What this exercise asks
**a)** Reproduce the stretch of the article on Rahul Gandhi's Wayanad candidacy from "Progressive Manifesto Gives" through "all India aura?", substituting "safeguard" for "insurance".
**b)** According to the article on Rahul Gandhi's Wayanad candidacy, which party was formed after N.T. Rama Rao placed his charisma at the disposal of "Andhra Pride"?
**c)** Extend the article on Rahul Gandhi's Wayanad candidacy beyond its last sentence.

Source document
==================================================
Progressive Manifesto Gives One Signal, Fighting
Left In Kerala Another
Saeed Naqvi
Rahul Gandhi’s
choice of Wayanad as his constituency in South India has set tongues wagging. Is
this an insurance just in case there is a shock reversal in Amethi? Since he is
fighting the BJP in the company of regional parties, is the Amethi – Wayanad arc
designed to give him, and his party, an all India aura?
There was a
resonance about “Indiramma” in the South. Even when Indira Gandhi was trounced by
the electorate in 1977 for her emergency misdemeanours, she retained her hold
in Hyderabad and Bengaluru. Chenna Reddy and Devraj Urs were among the most
powerful Chief Ministers the Congress party ever fielded anywhere.
True to form,
Indira Gandhi removed the powerful Chenna Reddy from Andhra Pradesh and placed
on the Gaddi in Hyderabad a weak, even a comical Tangutri Anjaiah whom she had
known as a junior labour minister at the Centre.
Subsequently,
Rajiv Gandhi and his cocky cousin and adviser, Arun Nehru, roundly insulted the
Chief Minister by keeping him outside the Hyderabad airport lounge while he and
the young Prime Minister discussed matters of moment. It was only after the “insult”
became part of popular gossip, that N.T. Rama Rao, placed his cinematic
charisma at the disposal of “Andhra Pride”. That is how the Telugu Desam party
was formed. Chandrababu Naidu, a talented administrator, is the late NTR’s son-in-law.
If the space
for Rahul was a little dicey in Andhra and Telengana, a seat in Karnataka would
have been custom made for the Congress President. His arrival would have given
further coherence to the Congress-JDS alliance which is pitted against a
fiercely competitive BJP. The party leader B.S. Yedurappa leapt with joy when
Balakot happened: “The BJP will now win 22 out of 28 seats in Karnataka.” Rahul’s
participation in this battle would have boosted the combine’s chances and his
image as an anti BJP campaigner.
==================================================
Data entries
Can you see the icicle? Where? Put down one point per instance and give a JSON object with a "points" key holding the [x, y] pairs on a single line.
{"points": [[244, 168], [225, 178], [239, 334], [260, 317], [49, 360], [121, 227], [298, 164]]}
==================================================
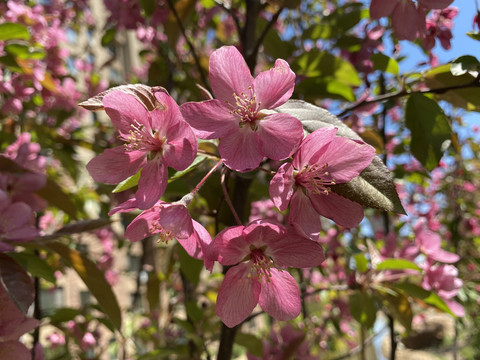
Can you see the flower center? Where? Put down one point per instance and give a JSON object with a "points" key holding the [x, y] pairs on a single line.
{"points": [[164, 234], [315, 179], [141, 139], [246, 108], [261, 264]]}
==================================================
Answers by task
**a)**
Progressive Manifesto Gives One Signal, Fighting
Left In Kerala Another
Saeed Naqvi
Rahul Gandhi’s
choice of Wayanad as his constituency in South India has set tongues wagging. Is
this an safeguard just in case there is a shock reversal in Amethi? Since he is
fighting the BJP in the company of regional parties, is the Amethi – Wayanad arc
designed to give him, and his party, an all India aura?

**b)** The Telugu Desam party.

**c)**
In Wayanad he
is not fighting the BJP. He is fighting the Left Front. This confusion has been
persistent in the Congress’s approach to 2019. A party with 44 seats in
Parliament cannot dream of fighting the BJP on its own. It needs allies. The difficulty
is that its quest for allies collides with its innate urge to revive. This causes
it to lose focus of the main target, the BJP, and poach in the turf of it’s
would be allies.
Ideally the
dominant parties in the regions, (TMC in West Bengal, for instance) should have
been given the luxury of concentrating on one target – the BJP. In this
framework, the Congress should have concentrated in Madhya Pradesh, Rajasthan
and Chhattisgarh where the party did well in the recent assembly elections. But
this conflicts with the party’s self-image of a national party.
How realistic
is this “self-image”? In 1947, the Congress represented shades of interests
federated behind a programme for freedom. Extreme, sometimes conflictual ideologies,
simmered in the Congress cauldron. Take this as an example. Krishna Menon, a
leftist in the Congress, fought an election from Mumbai the same year that arch
capitalist S.K. Patil did from another district. In 1967, eight seats were lost
to Indira Gandhi. The diversity in the Congress womb left it one by one. The “Hindu”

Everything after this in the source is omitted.